### What the task requires
Among the records that follow, find the line with "green blurred background." and the line with "Target: green blurred background". Set down those lines and all lines between them exactly, without adding anything.

---------- Data for this task ----------

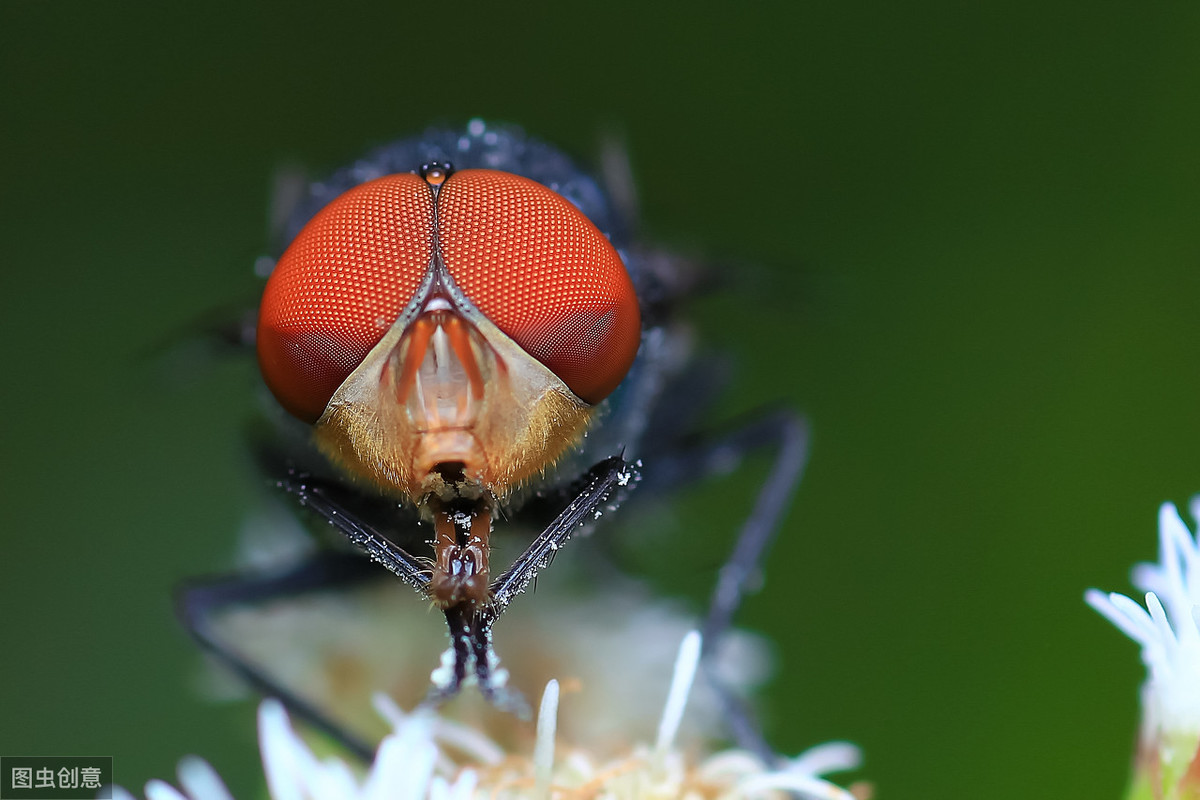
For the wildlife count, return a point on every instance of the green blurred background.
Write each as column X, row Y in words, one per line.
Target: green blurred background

----------
---------- Data for this task ----------

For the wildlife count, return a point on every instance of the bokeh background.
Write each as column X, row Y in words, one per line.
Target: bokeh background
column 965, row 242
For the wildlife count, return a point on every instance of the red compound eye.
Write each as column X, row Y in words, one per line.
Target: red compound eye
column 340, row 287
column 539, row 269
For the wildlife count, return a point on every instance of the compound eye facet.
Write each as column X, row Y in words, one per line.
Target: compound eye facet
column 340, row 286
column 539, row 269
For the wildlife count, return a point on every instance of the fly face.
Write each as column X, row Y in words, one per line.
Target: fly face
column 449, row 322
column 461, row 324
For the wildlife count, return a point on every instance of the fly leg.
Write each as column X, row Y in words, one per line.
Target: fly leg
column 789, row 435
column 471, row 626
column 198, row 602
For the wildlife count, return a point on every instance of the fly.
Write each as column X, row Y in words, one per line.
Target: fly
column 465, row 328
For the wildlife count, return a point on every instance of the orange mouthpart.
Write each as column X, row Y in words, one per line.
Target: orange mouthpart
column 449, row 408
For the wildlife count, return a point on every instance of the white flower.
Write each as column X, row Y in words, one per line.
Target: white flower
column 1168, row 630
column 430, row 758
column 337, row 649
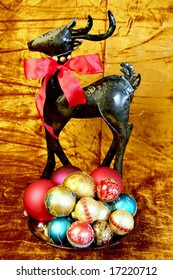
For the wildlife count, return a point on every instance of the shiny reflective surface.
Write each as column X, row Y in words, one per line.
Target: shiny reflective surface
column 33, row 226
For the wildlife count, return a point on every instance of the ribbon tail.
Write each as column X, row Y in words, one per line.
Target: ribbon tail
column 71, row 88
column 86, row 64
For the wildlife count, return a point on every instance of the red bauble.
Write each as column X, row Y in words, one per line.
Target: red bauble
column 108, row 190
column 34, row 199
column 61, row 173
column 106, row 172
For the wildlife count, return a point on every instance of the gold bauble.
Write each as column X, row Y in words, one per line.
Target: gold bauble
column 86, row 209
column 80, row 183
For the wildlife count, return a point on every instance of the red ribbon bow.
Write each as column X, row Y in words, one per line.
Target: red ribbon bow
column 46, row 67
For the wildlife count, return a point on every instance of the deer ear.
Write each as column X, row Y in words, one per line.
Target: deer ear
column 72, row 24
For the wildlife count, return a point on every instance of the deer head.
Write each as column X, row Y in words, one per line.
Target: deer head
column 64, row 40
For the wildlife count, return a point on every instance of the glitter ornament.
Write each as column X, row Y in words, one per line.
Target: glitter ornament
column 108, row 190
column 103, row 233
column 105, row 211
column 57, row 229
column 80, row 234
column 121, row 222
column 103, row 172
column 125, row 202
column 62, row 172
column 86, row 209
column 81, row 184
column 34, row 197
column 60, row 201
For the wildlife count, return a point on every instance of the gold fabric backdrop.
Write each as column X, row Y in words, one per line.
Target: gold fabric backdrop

----------
---------- Data for this task ----------

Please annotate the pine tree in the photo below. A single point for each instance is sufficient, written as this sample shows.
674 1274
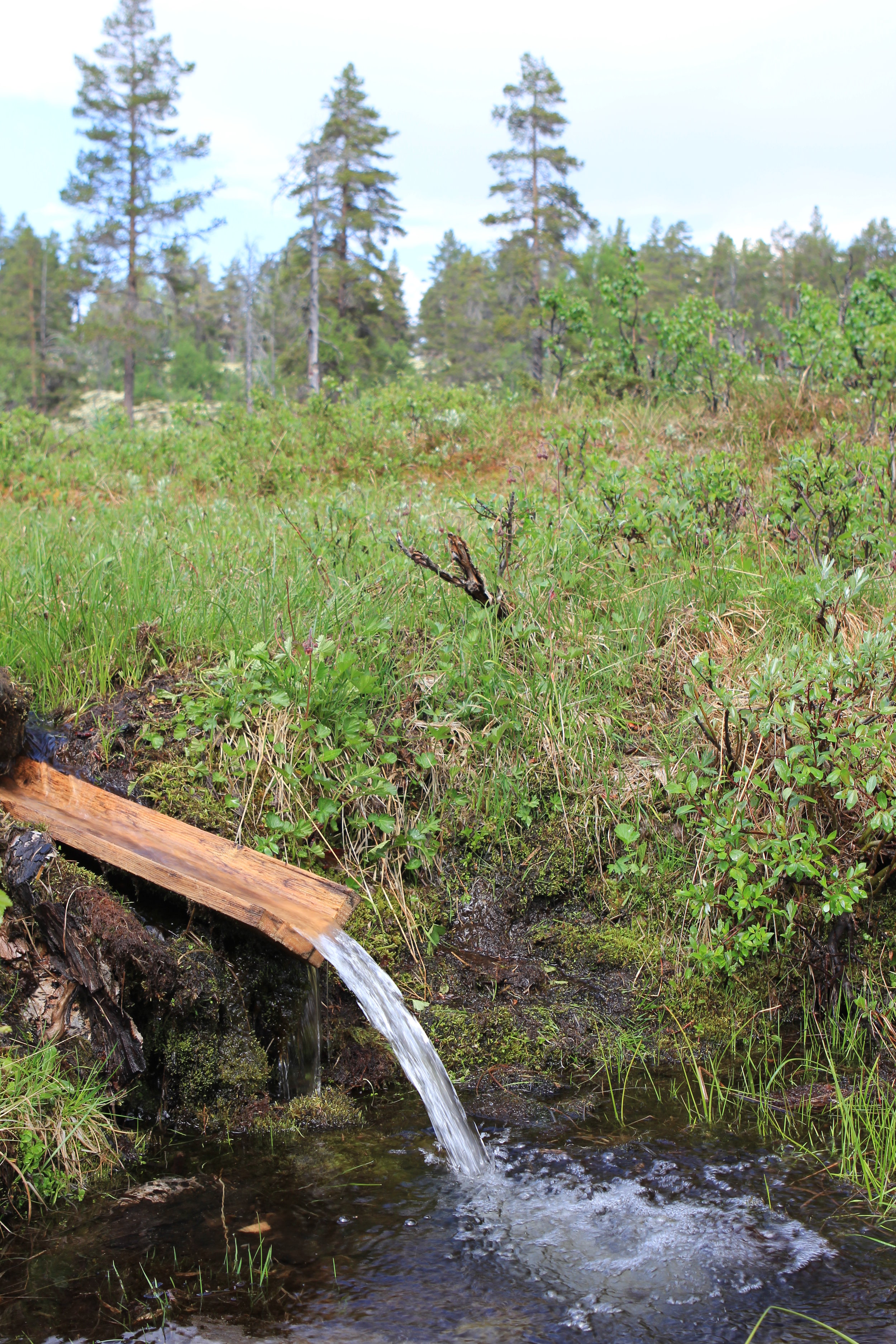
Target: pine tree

----------

### Output for this task
For the wildlife count, return a point on every instance of the green blurred background.
Write each as column X, row Y in words, one per line.
Target: green blurred background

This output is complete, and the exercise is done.